#### [WORK REQUIRED]
Please render the material below as a two-column CSV headed input_text and target_output. Put each text and its answer together on one row, each in its own double-quoted field, with line breaks changed to spaces.

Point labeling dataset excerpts

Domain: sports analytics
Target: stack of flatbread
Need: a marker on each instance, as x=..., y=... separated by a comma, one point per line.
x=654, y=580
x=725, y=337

#### [THE COMPLETED TASK]
input_text,target_output
"Domain: sports analytics Target: stack of flatbread Need: a marker on each instance, as x=..., y=... separated by a comma, one point per line.","x=654, y=580 x=725, y=337"